YOUR GOAL → Without changing anything, copy out each entry.
*** TASK INPUTS ***
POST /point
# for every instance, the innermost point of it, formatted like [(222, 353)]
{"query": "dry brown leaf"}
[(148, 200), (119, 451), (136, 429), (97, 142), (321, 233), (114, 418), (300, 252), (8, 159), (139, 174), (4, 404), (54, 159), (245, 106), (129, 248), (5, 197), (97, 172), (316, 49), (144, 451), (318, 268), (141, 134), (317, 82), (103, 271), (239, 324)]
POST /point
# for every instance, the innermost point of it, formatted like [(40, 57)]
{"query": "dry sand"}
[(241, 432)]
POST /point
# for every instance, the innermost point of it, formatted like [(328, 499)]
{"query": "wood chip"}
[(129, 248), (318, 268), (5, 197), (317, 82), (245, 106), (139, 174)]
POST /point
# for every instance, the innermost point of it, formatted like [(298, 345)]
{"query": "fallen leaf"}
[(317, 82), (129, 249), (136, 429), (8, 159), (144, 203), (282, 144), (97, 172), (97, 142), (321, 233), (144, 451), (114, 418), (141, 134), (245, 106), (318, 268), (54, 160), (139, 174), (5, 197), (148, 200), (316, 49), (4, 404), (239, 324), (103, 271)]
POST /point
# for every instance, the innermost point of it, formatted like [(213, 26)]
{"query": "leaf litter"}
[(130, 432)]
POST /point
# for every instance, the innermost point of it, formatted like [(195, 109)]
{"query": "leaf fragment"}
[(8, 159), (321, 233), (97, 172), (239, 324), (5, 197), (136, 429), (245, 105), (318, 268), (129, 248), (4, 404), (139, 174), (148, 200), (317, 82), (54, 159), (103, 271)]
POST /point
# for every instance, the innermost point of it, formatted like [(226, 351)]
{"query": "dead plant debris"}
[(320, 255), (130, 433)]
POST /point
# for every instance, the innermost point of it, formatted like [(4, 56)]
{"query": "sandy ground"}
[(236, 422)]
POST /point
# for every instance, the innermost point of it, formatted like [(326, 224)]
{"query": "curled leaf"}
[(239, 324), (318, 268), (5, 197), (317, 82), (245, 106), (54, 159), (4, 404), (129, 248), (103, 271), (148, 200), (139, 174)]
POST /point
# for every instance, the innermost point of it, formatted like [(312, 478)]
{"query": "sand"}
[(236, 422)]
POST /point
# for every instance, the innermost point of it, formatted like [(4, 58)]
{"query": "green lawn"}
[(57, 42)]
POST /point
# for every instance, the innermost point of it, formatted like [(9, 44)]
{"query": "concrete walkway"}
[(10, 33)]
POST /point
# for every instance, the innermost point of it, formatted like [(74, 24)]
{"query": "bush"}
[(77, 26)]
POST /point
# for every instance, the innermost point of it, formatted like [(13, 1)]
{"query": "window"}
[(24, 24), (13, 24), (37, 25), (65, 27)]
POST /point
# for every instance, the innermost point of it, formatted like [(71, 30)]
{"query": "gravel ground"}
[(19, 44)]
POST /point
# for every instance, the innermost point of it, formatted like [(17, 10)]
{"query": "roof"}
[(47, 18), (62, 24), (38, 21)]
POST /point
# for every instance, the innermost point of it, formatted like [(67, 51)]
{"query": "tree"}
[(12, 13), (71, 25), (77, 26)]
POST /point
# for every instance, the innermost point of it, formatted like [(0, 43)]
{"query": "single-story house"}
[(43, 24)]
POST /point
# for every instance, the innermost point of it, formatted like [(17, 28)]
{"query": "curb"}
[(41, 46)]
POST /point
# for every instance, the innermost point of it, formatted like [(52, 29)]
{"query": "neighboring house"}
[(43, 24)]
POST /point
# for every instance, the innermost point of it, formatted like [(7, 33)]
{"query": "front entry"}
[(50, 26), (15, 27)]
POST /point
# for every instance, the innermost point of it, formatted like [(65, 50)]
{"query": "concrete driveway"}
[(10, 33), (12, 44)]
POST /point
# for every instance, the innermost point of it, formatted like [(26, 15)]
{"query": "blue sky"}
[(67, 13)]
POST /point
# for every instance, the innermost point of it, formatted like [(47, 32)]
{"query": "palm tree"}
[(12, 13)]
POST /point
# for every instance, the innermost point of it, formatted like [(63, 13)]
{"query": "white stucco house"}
***
PROBLEM SOLUTION →
POST /point
# for every instance, the innermost point of it, formatted like [(222, 353)]
{"query": "dry brown leaf"}
[(148, 200), (119, 451), (136, 429), (97, 142), (321, 233), (114, 418), (300, 252), (8, 159), (139, 174), (4, 404), (54, 159), (245, 106), (129, 248), (5, 197), (97, 172), (316, 49), (144, 451), (318, 268), (141, 134), (317, 82), (103, 271), (239, 324)]
POST /point
# for every instance, the innermost point of it, formatted like [(40, 57)]
{"query": "dry sand"}
[(241, 432)]
POST /point
# for every instance, the innermost point of it, formatted like [(328, 499)]
{"query": "wood chip"}
[(129, 248), (318, 268), (5, 197), (317, 82), (245, 106), (139, 174)]
POST /point
# for every instance, the innermost point of it, formatted like [(298, 345)]
{"query": "fallen leaf"}
[(317, 82), (129, 249), (136, 429), (8, 159), (144, 203), (282, 144), (97, 172), (97, 142), (321, 233), (144, 451), (114, 418), (141, 134), (245, 106), (318, 268), (54, 160), (139, 174), (5, 197), (148, 200), (316, 49), (4, 404), (239, 324), (103, 271)]
POST /point
# for every instance, the innermost point of it, formatted like [(213, 26)]
{"query": "leaf litter"}
[(130, 432)]
POST /point
# for every instance, the innermost point of it, formatted like [(195, 109)]
{"query": "leaf fragment"}
[(8, 159), (321, 233), (97, 172), (239, 324), (5, 197), (136, 429), (245, 105), (318, 268), (129, 248), (4, 404), (139, 174), (148, 200), (317, 82), (54, 159), (103, 271)]
POST /point
# for every instance, the innermost point of it, formatted like [(226, 351)]
{"query": "dead plant debris"}
[(320, 255), (130, 433)]
POST /point
# for every instance, the innermost point of it, formatted like [(4, 56)]
{"query": "sandy ground"}
[(236, 422)]
POST /point
# for every instance, the innermost point of it, formatted like [(326, 224)]
{"query": "curled leaf"}
[(239, 324), (318, 268), (5, 197), (317, 82), (245, 106), (54, 159), (4, 404), (129, 248), (103, 271), (148, 200), (139, 174)]
POST /point
# for every instance, the innermost point of it, formatted like [(312, 478)]
{"query": "sand"}
[(236, 422)]
POST /point
# for every instance, the innermost point of it, formatted like [(4, 58)]
{"query": "green lawn"}
[(57, 42)]
POST /point
# for every instance, the innermost point of it, formatted like [(9, 44)]
{"query": "concrete walkway"}
[(10, 33)]
POST /point
# for every instance, the innermost point of it, formatted like [(74, 24)]
{"query": "bush"}
[(77, 26)]
POST /point
# for every instance, the innermost point of it, formatted like [(13, 1)]
{"query": "window"}
[(24, 24), (13, 24), (37, 25), (65, 27)]
POST /point
# for every instance, the innermost point of it, formatted like [(71, 30)]
{"query": "gravel ground"}
[(19, 44)]
POST /point
# for every instance, the innermost point of it, formatted like [(17, 10)]
{"query": "roof"}
[(47, 18), (62, 24), (38, 21)]
POST /point
# for every instance, the innermost point of it, formatted like [(67, 51)]
{"query": "tree"}
[(12, 13), (71, 25), (77, 26)]
POST /point
# for every instance, the innermost point of it, formatted like [(0, 43)]
{"query": "single-story house"}
[(43, 24)]
POST /point
# for every instance, the innermost point of it, formatted like [(17, 28)]
{"query": "curb"}
[(41, 46)]
POST /point
# for every instance, the innermost point of it, formatted like [(52, 29)]
{"query": "neighboring house"}
[(43, 24)]
POST /point
# for every instance, the innermost point of it, formatted like [(7, 33)]
{"query": "front entry"}
[(50, 26), (15, 27)]
POST /point
# for every instance, the innermost point of it, formatted like [(65, 50)]
{"query": "concrete driveway"}
[(10, 33), (12, 44)]
POST /point
# for every instance, the innermost point of it, formatted like [(26, 15)]
{"query": "blue sky"}
[(67, 13)]
POST /point
# for every instance, the innermost point of it, formatted like [(47, 32)]
{"query": "palm tree"}
[(12, 13)]
POST /point
# for every instance, the innermost point of it, formatted like [(63, 13)]
{"query": "white stucco house"}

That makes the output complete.